Records |
.....

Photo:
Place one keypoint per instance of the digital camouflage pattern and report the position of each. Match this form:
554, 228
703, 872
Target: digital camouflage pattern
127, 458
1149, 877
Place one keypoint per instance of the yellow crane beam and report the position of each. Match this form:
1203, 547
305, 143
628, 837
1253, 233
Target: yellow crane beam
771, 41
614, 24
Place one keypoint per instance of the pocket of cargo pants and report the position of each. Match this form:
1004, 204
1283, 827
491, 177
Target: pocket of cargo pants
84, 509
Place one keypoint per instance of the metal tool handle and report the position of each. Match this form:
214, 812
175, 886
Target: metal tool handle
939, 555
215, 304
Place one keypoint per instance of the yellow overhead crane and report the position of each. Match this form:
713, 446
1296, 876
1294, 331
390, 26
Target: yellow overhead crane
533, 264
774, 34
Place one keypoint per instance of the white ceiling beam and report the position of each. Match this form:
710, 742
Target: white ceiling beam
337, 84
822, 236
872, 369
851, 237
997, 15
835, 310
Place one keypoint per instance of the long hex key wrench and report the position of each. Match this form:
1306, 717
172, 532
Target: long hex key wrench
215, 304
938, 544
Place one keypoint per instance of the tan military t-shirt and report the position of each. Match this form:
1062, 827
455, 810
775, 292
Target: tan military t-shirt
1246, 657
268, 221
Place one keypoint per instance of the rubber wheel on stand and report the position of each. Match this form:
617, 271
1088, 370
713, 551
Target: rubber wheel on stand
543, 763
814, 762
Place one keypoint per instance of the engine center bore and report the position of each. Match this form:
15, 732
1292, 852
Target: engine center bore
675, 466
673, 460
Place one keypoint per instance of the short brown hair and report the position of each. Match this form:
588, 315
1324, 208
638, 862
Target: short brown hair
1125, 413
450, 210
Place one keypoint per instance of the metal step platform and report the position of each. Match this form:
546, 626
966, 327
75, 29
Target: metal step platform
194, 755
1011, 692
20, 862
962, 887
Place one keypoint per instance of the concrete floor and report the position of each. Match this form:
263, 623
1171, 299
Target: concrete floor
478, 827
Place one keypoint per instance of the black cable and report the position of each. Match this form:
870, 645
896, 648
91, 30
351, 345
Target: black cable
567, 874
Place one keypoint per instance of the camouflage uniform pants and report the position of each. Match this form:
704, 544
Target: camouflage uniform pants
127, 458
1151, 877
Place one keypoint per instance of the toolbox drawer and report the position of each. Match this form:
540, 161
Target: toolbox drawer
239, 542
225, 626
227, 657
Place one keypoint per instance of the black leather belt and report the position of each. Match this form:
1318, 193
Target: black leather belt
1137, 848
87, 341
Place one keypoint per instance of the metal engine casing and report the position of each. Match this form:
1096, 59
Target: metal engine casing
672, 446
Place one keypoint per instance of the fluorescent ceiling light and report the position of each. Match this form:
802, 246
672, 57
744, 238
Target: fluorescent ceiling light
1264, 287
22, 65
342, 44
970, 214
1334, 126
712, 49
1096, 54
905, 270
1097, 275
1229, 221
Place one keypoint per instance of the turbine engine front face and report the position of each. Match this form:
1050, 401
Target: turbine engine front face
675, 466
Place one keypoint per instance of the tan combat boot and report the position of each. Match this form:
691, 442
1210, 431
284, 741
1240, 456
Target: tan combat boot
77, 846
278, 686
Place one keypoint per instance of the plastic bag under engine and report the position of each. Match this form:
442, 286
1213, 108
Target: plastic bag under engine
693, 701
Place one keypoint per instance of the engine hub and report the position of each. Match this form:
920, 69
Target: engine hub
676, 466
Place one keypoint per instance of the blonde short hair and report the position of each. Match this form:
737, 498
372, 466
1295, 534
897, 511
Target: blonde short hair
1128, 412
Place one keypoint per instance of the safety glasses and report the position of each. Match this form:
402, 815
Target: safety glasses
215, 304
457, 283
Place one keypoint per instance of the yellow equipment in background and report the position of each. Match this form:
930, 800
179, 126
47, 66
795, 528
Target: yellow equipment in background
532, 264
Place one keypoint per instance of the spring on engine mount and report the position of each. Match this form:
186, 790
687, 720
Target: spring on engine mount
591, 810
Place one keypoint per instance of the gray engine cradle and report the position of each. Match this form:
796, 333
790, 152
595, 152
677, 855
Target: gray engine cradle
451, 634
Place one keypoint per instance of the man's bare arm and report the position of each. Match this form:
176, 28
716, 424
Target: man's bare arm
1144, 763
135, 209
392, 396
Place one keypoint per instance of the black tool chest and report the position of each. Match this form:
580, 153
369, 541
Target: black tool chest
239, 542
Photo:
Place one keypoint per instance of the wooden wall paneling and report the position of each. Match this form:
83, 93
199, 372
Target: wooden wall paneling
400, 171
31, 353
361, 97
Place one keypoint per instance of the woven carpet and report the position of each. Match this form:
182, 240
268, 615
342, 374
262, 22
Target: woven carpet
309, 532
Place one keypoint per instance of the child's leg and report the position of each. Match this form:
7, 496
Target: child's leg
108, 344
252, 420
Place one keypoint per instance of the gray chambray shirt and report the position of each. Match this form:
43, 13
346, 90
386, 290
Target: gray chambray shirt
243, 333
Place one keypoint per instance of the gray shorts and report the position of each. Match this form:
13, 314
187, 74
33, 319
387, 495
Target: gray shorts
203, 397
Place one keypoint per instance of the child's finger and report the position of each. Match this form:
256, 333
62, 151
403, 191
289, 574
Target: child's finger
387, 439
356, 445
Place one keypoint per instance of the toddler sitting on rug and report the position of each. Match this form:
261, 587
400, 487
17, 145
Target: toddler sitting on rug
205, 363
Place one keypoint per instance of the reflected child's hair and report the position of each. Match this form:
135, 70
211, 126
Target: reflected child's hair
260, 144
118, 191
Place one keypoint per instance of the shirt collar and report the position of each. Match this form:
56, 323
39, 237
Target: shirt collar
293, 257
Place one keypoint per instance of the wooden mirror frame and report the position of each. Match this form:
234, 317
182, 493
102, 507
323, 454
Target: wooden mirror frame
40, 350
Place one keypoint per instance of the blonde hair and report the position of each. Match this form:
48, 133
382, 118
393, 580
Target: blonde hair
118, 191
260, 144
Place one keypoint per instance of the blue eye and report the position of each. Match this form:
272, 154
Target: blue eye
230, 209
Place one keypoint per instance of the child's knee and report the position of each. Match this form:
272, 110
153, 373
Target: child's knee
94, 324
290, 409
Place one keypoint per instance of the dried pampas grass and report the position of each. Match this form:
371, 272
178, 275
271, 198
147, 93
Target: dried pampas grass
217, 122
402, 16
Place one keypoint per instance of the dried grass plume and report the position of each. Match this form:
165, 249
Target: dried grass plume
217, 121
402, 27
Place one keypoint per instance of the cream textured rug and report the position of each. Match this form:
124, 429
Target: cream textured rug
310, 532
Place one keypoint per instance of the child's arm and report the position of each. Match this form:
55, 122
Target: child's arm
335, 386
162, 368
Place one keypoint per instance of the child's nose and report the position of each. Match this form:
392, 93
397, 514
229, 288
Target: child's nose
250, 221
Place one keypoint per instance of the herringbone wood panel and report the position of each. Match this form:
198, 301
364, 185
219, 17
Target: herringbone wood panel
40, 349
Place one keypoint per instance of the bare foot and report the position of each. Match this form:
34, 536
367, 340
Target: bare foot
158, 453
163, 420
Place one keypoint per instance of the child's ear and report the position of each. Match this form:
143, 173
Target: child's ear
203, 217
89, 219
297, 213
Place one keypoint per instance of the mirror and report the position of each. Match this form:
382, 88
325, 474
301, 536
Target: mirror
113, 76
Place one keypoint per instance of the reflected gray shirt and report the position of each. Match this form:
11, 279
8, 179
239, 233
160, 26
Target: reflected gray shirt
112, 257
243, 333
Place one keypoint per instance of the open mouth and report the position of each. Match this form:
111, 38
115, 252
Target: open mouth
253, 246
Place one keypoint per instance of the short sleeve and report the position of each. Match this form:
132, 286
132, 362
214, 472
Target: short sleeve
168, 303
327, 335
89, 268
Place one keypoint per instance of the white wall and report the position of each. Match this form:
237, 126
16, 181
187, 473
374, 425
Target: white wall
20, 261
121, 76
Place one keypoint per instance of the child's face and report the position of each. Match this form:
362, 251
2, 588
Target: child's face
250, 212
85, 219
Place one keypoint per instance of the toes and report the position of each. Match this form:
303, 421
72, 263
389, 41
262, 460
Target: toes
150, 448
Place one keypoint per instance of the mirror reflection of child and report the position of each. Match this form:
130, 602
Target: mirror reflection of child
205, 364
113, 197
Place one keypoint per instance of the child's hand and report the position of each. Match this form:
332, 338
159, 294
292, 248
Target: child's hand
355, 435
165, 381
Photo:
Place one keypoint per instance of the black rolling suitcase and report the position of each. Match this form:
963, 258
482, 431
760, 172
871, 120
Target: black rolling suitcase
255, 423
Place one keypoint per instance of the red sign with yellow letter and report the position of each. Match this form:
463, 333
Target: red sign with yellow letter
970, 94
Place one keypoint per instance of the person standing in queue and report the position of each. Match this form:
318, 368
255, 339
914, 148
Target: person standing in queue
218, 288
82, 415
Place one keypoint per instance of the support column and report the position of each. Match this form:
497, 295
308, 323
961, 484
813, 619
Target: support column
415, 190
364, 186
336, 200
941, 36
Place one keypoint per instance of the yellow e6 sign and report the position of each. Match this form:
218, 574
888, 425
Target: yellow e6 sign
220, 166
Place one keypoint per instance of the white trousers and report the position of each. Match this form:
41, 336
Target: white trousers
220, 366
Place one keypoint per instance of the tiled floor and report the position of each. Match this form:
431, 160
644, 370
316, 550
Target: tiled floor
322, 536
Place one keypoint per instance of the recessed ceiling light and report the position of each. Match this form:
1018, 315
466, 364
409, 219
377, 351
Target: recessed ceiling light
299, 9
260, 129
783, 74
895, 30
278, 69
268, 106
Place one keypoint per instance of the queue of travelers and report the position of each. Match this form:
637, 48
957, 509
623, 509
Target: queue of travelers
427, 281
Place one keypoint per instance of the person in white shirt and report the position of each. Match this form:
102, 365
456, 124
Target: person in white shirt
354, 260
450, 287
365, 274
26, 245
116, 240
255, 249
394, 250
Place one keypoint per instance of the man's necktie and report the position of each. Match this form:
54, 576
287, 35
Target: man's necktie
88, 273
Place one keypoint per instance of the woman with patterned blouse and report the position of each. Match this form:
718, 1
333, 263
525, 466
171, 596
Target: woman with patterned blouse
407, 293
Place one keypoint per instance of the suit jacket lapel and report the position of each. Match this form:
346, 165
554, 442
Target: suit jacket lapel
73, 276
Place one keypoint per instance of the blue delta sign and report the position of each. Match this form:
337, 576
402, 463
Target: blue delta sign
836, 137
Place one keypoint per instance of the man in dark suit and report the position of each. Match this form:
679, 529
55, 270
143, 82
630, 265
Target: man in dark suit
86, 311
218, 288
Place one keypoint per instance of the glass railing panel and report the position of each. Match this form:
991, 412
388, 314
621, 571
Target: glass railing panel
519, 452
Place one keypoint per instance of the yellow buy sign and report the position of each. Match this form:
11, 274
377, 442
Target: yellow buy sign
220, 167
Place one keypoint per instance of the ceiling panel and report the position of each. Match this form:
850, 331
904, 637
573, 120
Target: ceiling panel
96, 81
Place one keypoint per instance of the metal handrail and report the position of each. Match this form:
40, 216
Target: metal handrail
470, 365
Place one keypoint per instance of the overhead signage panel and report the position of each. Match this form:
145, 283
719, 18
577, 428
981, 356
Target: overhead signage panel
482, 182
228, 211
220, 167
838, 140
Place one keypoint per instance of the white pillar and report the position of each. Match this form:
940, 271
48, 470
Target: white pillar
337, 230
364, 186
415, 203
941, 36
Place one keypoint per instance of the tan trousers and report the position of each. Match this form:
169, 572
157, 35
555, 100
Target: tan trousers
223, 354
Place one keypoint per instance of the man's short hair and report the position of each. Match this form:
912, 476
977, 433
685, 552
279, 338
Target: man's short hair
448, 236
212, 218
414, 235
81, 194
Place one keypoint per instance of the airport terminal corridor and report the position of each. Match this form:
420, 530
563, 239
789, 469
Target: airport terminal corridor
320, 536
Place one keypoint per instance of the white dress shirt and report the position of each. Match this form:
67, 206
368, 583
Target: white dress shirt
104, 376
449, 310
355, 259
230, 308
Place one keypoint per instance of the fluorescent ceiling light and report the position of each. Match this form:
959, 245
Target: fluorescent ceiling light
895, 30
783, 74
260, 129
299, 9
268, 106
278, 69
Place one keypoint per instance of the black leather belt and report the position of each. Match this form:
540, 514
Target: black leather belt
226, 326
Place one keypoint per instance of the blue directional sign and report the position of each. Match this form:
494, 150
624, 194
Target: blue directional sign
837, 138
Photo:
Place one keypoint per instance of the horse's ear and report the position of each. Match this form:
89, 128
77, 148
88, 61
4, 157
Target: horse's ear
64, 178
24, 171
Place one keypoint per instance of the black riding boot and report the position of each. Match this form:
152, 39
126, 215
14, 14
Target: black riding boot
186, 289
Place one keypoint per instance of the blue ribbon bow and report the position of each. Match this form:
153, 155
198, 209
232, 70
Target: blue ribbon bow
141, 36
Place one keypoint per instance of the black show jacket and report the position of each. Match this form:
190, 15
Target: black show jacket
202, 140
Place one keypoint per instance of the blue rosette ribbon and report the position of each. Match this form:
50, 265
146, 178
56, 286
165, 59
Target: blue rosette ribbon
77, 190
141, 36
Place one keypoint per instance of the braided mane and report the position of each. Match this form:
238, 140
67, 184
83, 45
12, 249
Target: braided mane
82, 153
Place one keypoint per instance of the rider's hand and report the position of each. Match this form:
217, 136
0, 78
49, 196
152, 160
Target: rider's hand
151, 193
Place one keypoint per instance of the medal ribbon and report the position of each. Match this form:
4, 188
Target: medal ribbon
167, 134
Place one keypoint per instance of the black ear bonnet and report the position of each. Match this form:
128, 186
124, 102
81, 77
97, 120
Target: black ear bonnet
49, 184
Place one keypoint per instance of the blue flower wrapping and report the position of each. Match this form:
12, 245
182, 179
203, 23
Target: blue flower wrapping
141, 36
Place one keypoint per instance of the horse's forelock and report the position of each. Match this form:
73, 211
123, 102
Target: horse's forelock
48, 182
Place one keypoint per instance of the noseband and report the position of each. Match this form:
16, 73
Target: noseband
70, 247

.....

All lines from the one containing "Place one keypoint per instance of the medal" through the end of the records, both ends included, are to be quoted exactly; please add nothing else.

Written answer |
Place one keypoint per instance of the medal ribbon and report the position of each. Match this form:
4, 188
Target: medal ribbon
167, 134
Place one keypoint per instance of the black ear bonnet and report the position of each. Match this form:
128, 186
124, 102
81, 77
97, 120
Target: black ear bonnet
49, 184
Place one keypoint per instance of the blue flower wrapping and report the position of each. Match this form:
12, 245
182, 179
203, 23
Target: blue flower wrapping
141, 36
Place one keypoint per instance of the horse's forelock and report the position of each. Match this form:
73, 211
123, 102
Target: horse's forelock
48, 182
Place one keypoint per instance of the noseband and report the position of each. Match this form:
16, 73
Target: noseband
70, 247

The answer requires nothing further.